======== Data section

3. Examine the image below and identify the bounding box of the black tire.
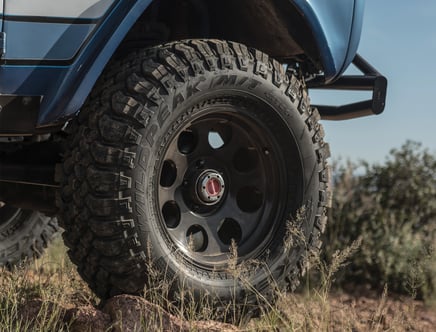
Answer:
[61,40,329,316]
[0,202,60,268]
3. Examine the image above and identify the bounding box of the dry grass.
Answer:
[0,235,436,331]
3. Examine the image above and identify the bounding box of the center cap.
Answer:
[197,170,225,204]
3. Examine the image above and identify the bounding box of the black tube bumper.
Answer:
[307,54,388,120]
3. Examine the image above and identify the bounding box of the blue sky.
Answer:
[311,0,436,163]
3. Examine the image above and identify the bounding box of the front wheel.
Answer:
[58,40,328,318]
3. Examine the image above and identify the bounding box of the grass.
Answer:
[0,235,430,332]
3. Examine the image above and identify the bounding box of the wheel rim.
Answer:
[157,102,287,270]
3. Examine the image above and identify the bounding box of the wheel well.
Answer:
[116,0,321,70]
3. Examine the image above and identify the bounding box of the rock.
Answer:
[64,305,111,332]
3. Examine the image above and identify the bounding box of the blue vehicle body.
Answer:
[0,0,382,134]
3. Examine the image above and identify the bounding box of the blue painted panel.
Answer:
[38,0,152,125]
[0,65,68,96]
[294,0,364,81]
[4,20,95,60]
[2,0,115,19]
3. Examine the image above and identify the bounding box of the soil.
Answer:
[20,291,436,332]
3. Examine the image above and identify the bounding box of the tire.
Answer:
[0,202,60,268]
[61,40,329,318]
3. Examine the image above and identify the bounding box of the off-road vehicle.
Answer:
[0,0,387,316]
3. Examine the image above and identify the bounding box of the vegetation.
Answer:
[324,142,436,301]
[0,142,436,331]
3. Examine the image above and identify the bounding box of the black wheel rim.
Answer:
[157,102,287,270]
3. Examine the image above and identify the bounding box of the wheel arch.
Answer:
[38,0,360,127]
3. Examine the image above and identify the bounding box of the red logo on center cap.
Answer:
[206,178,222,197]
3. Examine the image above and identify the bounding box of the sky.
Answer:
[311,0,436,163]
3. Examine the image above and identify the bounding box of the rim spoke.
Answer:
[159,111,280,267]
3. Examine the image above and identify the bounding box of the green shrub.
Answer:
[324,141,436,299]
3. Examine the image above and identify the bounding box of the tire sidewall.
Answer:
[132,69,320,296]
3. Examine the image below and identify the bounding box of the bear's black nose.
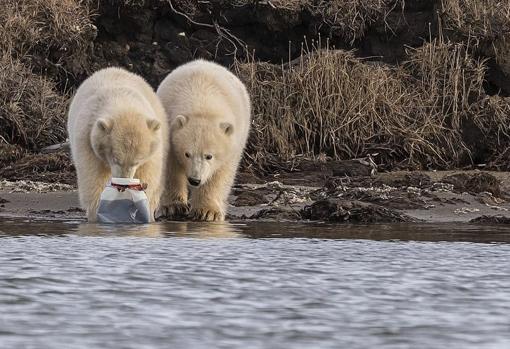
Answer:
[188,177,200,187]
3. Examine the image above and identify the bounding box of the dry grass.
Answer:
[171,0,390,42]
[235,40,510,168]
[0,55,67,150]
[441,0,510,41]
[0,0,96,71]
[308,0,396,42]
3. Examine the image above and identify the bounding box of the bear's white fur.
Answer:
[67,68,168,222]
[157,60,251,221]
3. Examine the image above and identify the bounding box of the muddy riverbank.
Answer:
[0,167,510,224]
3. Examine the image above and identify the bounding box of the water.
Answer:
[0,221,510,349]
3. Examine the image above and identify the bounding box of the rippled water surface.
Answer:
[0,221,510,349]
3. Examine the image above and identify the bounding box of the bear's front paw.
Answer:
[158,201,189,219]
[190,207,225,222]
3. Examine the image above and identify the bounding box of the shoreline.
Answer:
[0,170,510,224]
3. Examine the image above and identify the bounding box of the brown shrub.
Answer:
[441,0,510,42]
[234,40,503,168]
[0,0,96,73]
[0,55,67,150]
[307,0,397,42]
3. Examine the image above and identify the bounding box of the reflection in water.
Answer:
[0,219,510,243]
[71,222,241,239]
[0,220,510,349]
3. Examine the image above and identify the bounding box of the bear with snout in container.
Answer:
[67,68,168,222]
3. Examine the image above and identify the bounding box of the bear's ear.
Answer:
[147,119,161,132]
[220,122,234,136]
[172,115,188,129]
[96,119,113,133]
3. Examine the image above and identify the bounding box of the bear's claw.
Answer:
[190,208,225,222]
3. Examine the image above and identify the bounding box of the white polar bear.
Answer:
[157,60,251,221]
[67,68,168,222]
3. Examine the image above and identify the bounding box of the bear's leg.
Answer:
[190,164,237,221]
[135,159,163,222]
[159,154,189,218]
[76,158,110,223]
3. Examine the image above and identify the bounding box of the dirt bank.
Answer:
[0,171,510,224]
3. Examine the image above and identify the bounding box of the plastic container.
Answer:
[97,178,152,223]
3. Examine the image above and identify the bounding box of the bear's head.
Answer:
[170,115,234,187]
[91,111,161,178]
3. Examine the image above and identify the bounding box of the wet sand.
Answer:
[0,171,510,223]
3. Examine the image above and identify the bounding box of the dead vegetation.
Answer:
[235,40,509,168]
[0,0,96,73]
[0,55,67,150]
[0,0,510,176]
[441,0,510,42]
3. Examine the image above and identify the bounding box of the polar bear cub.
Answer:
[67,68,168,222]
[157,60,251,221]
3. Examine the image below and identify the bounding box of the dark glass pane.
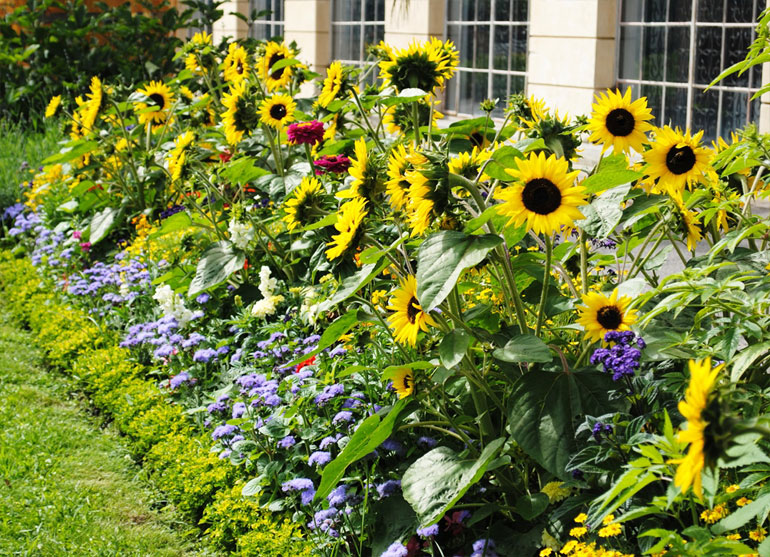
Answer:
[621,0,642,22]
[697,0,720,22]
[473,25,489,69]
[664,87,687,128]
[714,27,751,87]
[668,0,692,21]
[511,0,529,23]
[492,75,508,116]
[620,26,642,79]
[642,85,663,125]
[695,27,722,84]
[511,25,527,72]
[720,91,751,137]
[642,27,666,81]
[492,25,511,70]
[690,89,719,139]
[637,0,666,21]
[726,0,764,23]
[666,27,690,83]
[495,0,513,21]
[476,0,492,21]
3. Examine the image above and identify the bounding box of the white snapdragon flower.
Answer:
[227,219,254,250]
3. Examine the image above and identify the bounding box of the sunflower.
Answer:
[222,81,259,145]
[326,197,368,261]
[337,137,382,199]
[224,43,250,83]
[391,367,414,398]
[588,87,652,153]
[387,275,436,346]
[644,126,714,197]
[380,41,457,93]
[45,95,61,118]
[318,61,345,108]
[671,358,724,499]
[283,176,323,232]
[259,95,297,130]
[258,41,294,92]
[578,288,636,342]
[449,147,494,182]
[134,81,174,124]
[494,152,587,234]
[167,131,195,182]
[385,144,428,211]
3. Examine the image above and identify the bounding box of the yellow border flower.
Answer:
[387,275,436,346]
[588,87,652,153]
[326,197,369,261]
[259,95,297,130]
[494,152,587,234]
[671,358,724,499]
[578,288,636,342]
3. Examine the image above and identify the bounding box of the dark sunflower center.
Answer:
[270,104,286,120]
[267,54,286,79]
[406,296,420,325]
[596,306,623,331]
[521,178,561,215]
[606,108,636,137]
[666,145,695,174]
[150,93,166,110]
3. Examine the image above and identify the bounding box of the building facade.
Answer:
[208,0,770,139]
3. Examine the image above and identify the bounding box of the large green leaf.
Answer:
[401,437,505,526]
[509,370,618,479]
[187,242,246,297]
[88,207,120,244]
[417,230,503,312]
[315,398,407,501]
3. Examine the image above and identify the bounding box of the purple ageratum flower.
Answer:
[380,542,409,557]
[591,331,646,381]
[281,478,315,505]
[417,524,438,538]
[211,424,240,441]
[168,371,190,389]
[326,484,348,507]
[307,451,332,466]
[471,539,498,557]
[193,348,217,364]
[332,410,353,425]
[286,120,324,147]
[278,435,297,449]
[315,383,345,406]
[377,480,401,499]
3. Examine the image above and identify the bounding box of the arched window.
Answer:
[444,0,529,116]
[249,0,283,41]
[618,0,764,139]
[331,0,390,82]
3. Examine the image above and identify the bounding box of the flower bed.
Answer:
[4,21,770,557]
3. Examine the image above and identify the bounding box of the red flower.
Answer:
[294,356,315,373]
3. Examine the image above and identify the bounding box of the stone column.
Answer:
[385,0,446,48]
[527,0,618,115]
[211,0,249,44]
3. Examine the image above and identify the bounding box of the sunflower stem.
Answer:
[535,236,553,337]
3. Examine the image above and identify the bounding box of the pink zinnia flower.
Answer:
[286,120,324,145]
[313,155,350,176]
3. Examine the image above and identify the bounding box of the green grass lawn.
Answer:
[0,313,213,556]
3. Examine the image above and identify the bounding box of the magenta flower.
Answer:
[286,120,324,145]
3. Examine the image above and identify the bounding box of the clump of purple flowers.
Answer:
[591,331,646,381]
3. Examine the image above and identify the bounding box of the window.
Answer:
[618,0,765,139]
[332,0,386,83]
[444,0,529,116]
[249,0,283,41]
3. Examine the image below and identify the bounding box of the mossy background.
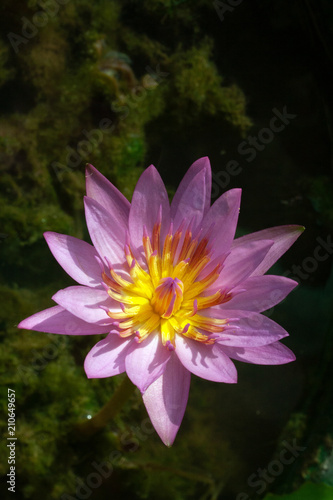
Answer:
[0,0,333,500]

================

§ **Work instructions**
Starting at the beginning of the items and stopping after the line that contains "[0,142,436,331]", rewrite those lines with "Examine" changed to "Inspect" and all else unchanged. Leave the pictures out.

§ **Response**
3. Inspect the image below and identify the bounding box of the black tire.
Answer:
[61,40,329,316]
[0,202,60,268]
3. Inspect the image above and identify the bounding box of the dry grass.
Answer:
[0,235,436,331]
3. Inspect the image above and identify the bounding box of the center cap.
Answer:
[197,170,225,204]
3. Inspect the image above and identify the bounding box of the black tube bumper.
Answer:
[307,54,388,120]
3. Inspect the image above and identify the bounding box of the blue sky.
Answer:
[311,0,436,163]
3. Inspect the image above and identify the bounding box of the front wheel.
Answer:
[58,40,328,318]
3. Inspect the image above and identify the bounding box of the grass.
Answer:
[0,235,430,332]
3. Inspect the image above and identify the bounding box of the wheel rim.
Answer:
[157,102,287,270]
3. Inspect the image above and identify the bounding box of the wheel well.
Answer:
[116,0,321,70]
3. Inspect the image above and identify the bounding box of the rock.
Answer:
[64,305,111,332]
3. Inspect the image above and identify the bounding box of the blue vehicle body.
Answer:
[0,0,382,134]
3. Inspect the image above and identify the bounding box of the blue painted panel.
Answer:
[38,0,152,125]
[0,65,68,96]
[294,0,364,81]
[4,20,95,60]
[2,0,115,19]
3. Inspect the image above and identify the bounding box of the soil.
Answer:
[20,291,436,332]
3. Inspect the image above and identify the bounding box of the tire.
Answer:
[0,202,60,268]
[61,40,329,318]
3. Inspect the image above and identify the bounding box of the off-road vehicle.
Answer:
[0,0,387,316]
3. Inspect the image above and identify the bounding box of the vegetation.
Answer:
[324,142,436,301]
[0,142,436,331]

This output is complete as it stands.